**EXERCISE PROMPT**. Transcribe each of these lines word for word, covering every line from first to last.

Point annotation records
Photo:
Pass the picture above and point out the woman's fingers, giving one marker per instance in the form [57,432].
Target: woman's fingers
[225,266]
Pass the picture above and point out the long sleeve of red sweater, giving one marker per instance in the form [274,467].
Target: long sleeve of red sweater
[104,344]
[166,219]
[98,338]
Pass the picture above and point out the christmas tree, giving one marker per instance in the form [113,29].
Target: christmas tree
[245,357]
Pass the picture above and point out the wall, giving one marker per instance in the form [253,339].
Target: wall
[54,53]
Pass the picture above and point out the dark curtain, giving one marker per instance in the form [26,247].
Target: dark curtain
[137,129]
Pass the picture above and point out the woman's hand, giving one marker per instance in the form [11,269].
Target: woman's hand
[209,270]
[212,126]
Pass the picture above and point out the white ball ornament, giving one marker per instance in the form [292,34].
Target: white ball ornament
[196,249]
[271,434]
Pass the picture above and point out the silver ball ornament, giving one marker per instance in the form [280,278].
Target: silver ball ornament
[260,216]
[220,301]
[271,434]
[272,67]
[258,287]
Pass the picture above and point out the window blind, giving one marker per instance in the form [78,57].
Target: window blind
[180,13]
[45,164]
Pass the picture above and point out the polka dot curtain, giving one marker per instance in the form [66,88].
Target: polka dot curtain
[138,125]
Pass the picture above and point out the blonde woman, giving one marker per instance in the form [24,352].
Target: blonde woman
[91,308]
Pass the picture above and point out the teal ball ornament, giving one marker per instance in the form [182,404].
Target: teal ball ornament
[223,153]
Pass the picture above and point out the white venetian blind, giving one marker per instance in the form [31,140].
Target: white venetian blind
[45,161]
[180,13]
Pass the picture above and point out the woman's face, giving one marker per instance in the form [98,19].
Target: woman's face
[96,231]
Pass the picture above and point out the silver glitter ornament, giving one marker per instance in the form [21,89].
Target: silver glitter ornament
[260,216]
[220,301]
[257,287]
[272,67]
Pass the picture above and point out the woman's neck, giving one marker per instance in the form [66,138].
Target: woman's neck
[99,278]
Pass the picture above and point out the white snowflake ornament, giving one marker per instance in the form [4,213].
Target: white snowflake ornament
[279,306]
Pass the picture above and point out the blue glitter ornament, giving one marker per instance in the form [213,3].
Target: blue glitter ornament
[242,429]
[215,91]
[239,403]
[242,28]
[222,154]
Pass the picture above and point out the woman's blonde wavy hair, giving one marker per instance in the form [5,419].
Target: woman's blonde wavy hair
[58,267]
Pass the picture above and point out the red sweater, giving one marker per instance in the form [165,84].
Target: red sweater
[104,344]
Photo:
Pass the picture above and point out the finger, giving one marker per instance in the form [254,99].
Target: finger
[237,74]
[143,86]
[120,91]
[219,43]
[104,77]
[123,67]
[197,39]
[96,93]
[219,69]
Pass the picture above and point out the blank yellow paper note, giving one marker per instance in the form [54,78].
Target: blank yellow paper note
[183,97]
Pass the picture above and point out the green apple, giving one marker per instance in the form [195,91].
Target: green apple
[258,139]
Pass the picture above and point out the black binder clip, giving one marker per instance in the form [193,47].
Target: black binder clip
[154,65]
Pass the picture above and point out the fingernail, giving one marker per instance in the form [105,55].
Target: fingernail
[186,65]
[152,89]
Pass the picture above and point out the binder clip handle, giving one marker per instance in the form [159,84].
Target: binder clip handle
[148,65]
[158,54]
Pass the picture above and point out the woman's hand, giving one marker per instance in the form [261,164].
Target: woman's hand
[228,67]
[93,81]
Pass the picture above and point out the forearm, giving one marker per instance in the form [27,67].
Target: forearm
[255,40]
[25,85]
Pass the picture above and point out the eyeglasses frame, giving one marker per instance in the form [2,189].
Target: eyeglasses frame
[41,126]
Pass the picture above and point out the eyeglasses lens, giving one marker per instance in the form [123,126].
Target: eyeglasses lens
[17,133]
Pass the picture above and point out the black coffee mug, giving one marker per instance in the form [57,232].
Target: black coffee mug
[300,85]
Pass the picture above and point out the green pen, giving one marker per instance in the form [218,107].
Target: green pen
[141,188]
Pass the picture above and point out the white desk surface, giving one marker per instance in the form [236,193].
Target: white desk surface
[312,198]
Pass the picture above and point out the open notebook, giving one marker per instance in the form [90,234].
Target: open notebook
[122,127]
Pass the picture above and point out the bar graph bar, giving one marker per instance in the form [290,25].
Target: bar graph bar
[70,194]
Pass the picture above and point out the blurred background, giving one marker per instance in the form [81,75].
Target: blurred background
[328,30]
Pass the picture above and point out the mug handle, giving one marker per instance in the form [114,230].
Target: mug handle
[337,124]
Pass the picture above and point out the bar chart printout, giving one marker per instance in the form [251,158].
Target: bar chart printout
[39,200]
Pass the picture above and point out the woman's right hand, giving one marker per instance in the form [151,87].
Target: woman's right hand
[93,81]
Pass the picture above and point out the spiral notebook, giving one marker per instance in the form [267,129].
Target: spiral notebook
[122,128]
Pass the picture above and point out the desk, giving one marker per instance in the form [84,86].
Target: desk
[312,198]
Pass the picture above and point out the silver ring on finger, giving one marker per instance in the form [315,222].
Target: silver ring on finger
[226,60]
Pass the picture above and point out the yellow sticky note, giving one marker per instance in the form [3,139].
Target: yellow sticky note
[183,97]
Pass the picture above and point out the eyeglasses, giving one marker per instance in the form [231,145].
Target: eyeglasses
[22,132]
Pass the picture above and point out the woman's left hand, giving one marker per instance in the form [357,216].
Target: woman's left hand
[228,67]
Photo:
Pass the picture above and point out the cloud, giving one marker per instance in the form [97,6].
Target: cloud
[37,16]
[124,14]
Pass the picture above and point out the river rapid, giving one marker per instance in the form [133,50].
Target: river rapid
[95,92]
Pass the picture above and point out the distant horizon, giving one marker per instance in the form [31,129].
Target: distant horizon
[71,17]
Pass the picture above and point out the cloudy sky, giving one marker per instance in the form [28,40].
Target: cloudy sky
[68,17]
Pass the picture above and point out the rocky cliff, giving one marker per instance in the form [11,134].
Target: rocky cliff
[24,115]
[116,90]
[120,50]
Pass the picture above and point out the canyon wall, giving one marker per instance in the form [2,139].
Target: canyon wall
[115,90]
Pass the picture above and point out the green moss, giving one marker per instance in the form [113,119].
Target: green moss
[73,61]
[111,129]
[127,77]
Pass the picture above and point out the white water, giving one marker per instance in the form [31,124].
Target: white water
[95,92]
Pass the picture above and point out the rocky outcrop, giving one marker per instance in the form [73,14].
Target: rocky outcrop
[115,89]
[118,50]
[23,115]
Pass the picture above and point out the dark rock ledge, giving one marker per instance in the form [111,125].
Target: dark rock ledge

**RESPONSE TO THIS TASK**.
Photo:
Pass the picture above and point out the woman's fingers, giving one marker per instance in the form [57,432].
Target: woman's fingers
[225,266]
Pass the picture above and point out the long sleeve of red sweater, giving one marker per instance in the form [274,467].
Target: long sleeve of red sweater
[104,344]
[166,219]
[98,338]
Pass the picture above and point out the christmas tree, giving one marker per instance in the form [113,29].
Target: christmas tree
[245,357]
Pass the picture above and point out the wall, giving one marker per instance in the form [253,339].
Target: wall
[54,53]
Pass the picture above and point out the dark curtain, giving one marker per instance in the form [26,247].
Target: dark curtain
[137,129]
Pass the picture above and point out the woman's hand, giving one marker per instance in the form [11,269].
Target: woman's hand
[209,270]
[212,126]
Pass the picture above and point out the white ball ornament, giving one marker per instance in the form [292,34].
Target: white ball ornament
[196,249]
[271,434]
Pass the picture above and point out the silver ball ornament, giving one marker per instance in the form [280,278].
Target: silver ball ornament
[260,216]
[220,301]
[271,434]
[272,67]
[258,287]
Pass the picture above and point out the window blind, giving one marker per instance in the form [78,57].
Target: window blind
[180,13]
[45,164]
Pass the picture above and point out the polka dot curtain, giving one marker per instance in the form [66,88].
Target: polka dot curtain
[138,125]
Pass the picture above and point out the blonde woman, giving one marker per instance in the form [24,352].
Target: blonde woman
[91,308]
Pass the picture above and point out the teal ball ornament, giving one marker per instance in the form [182,404].
Target: teal ball ornament
[223,153]
Pass the picture above and point out the white venetian blind, giving one marker per instance in the form [31,140].
Target: white venetian blind
[45,161]
[180,13]
Pass the picture above and point out the woman's face, giving one marker per instance in the form [98,19].
Target: woman's face
[96,231]
Pass the picture above and point out the silver glitter ornament, giving one marker per instance in the form [21,89].
Target: silver glitter ornament
[260,216]
[220,301]
[257,287]
[272,67]
Pass the picture above and point out the woman's neck, giving one marker per instance in the form [66,138].
Target: woman's neck
[99,278]
Pass the picture above and point out the white snowflake ornament, giving one marker per instance in the form [4,213].
Target: white snowflake ornament
[279,306]
Pass the picture above and point out the blue glitter ornament, giving one marker per instance in the form [213,3].
Target: blue glitter ornament
[242,429]
[215,91]
[239,403]
[242,28]
[222,154]
Pass the picture above and point out the woman's blonde wavy hair, giving one marker per instance in the form [5,419].
Target: woman's blonde wavy hair
[58,267]
Pass the picture above and point out the red sweater, giving one marker per instance in the form [165,84].
Target: red sweater
[104,344]
Photo:
Pass the picture above and point out the finger, giving one marker per instance in the form [254,99].
Target: finger
[237,74]
[143,86]
[120,91]
[219,43]
[104,77]
[123,67]
[197,39]
[96,93]
[219,69]
Pass the picture above and point out the blank yellow paper note, giving one marker per instance in the form [54,78].
Target: blank yellow paper note
[183,97]
Pass the picture above and point out the green apple, giving one marker per instance in the form [195,91].
Target: green apple
[258,139]
Pass the picture above and point out the black binder clip, giving one marker per instance in the form [193,47].
Target: black binder clip
[154,65]
Pass the picture above and point out the fingernail, giving one marker per instance in the form [105,55].
Target: fingernail
[186,65]
[152,89]
Pass the picture above and point out the binder clip handle, giving one marker per instance in the form [159,84].
Target: binder clip handle
[148,65]
[158,54]
Pass the picture above and point out the woman's hand, giving one marker per instance in the form [261,164].
Target: woman's hand
[228,67]
[93,81]
Pass the picture above and point out the forearm, giving one marker per instance in the form [27,67].
Target: forearm
[255,40]
[25,85]
Pass the picture above and point out the eyeglasses frame, giving one marker per instance in the form [2,189].
Target: eyeglasses frame
[41,126]
Pass the picture above and point out the eyeglasses lens, giving one marker per instance in the form [123,126].
Target: eyeglasses lens
[17,133]
Pass the picture above and point out the black coffee mug, giving one marker per instance in the form [57,232].
Target: black coffee mug
[300,85]
Pass the picture above and point out the green pen, giving one marker per instance in the form [218,107].
Target: green pen
[141,188]
Pass the picture above and point out the white desk surface, giving one marker per instance in the form [236,193].
Target: white desk surface
[312,198]
Pass the picture above and point out the open notebook, giving one marker per instance in the form [90,234].
Target: open notebook
[122,127]
Pass the picture above and point out the bar graph bar, giving one marker per instance in the form [290,25].
Target: bar graph bar
[70,194]
Pass the picture above and point out the blurred background, giving one marker per instance in the form [81,75].
Target: blurred background
[328,30]
Pass the picture above and point out the mug handle, giving one marker per instance in the form [114,230].
Target: mug handle
[337,124]
Pass the picture above and point out the bar chart printout, giving one marker per instance in the form [251,158].
Target: bar chart printout
[39,200]
Pass the picture above and point out the woman's right hand, giving one marker per instance in the form [151,87].
Target: woman's right hand
[93,81]
Pass the picture above and point out the spiral notebook, giving one marker per instance in the form [267,129].
Target: spiral notebook
[122,128]
Pass the picture above and point out the desk, giving one marker per instance in the form [84,86].
Target: desk
[312,198]
Pass the picture above and point out the silver ring on finger, giving one marker per instance in the form [315,222].
Target: silver ring on finger
[226,60]
Pass the picture above and point out the yellow sticky note, giving one marker per instance in the form [3,139].
Target: yellow sticky note
[183,97]
Pass the picture above and point out the eyeglasses, giving one marker per instance in the form [231,145].
Target: eyeglasses
[22,132]
Pass the picture above and point out the woman's left hand, giving one marker per instance in the form [357,216].
Target: woman's left hand
[228,67]
Photo:
Pass the picture above and point out the cloud, giving one marker per instance in the form [97,6].
Target: cloud
[37,16]
[124,14]
Pass the picture above and point out the river rapid, giving one marker per instance in the form [133,50].
Target: river rapid
[95,92]
Pass the picture above and point out the distant horizon, giving one marker per instance in the form [31,129].
Target: distant horizon
[71,17]
Pass the picture above and point out the cloudy sky, giving one marker per instance in the form [28,40].
Target: cloudy sky
[68,17]
Pass the picture above and point out the rocky cliff, giving one marker per instance in the form [11,134].
Target: rocky cliff
[24,115]
[116,90]
[120,50]
Pass the picture above and point out the canyon wall, giving one marker per instance in the form [2,139].
Target: canyon wall
[115,90]
Pass the picture above and point out the green moss, giving one marker per instance in the form [113,119].
Target: green moss
[73,61]
[111,129]
[127,77]
Pass the picture above and point out the white water, giving one marker per instance in the form [31,124].
Target: white water
[95,92]
Pass the picture above and point out the rocky outcrop, giving one marker per instance in the form [73,14].
Target: rocky outcrop
[115,89]
[118,50]
[23,115]
Pass the picture above and point out the dark rock ledge, giving one marker per instance in the form [111,125].
Target: dark rock ledge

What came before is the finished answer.